# START OF INFORMATION SUPPLIED
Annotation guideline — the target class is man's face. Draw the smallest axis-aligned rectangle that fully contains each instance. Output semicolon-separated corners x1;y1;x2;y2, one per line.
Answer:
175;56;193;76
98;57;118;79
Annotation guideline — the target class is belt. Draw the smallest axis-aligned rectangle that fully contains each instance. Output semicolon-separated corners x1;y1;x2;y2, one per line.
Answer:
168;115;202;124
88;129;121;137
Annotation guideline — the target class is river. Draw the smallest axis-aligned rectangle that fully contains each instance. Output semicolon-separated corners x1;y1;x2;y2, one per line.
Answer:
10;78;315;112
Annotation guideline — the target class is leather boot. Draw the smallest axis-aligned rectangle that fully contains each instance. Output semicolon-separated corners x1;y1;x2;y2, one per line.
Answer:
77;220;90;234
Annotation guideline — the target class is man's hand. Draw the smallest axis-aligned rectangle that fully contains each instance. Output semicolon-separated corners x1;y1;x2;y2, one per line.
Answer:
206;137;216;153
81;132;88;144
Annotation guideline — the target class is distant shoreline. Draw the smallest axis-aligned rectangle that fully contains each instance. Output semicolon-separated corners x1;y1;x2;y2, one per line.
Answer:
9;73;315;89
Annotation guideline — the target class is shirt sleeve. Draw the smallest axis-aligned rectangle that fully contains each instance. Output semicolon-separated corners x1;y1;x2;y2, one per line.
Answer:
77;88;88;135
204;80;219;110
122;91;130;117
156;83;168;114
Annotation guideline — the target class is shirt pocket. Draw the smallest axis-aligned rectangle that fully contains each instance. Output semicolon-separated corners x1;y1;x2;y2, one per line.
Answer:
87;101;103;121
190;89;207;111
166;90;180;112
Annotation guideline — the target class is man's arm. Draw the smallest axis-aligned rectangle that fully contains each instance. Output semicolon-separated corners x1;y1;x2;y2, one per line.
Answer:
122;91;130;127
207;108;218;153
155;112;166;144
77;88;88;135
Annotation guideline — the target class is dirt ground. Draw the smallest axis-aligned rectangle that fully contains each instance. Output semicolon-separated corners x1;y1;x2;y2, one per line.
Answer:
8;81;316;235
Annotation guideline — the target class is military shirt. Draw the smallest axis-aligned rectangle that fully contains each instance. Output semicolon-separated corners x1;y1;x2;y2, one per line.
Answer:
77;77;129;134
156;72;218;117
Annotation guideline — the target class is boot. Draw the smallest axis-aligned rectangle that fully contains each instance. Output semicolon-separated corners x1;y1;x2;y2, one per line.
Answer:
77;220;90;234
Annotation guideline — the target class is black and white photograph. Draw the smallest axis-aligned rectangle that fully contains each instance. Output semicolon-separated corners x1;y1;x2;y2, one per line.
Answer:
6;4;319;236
# END OF INFORMATION SUPPLIED
# START OF INFORMATION SUPPLIED
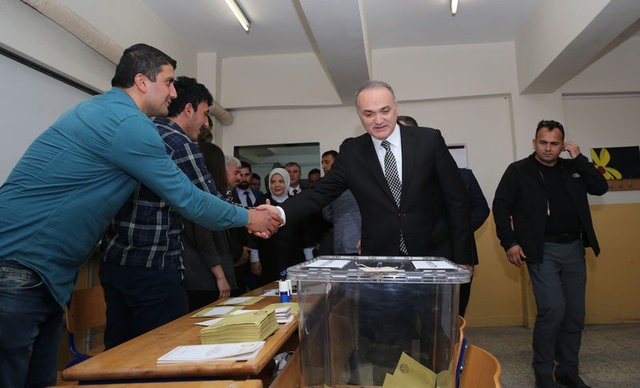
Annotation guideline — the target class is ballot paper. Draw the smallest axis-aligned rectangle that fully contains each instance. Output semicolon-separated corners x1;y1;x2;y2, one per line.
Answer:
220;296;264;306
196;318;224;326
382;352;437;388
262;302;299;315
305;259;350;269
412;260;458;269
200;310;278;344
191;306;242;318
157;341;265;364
# END OF INFORMATION SUPPLIED
WRITTEN INSTRUCTION: Write out the listing exactly, from the line with "Annotation guideline — the target class is man's face." to the line with "88;129;121;137", including both of those lines.

RESULT FOR THIS EXERCISE:
Annotation guideline — the target class is man's face. Draw the smallest axis-aligned rectangle that fully contains each instance. Output semicolon-separated corners x1;y1;x2;y2, one per line.
Answer:
175;56;193;76
98;57;118;79
Annotation guideline — the target class is belt. Draw the smallest axis-aligned rectangle that fully contains each instance. Output semicolon-separated corners x1;y1;x2;y2, one per line.
Answer:
168;115;202;124
88;129;121;137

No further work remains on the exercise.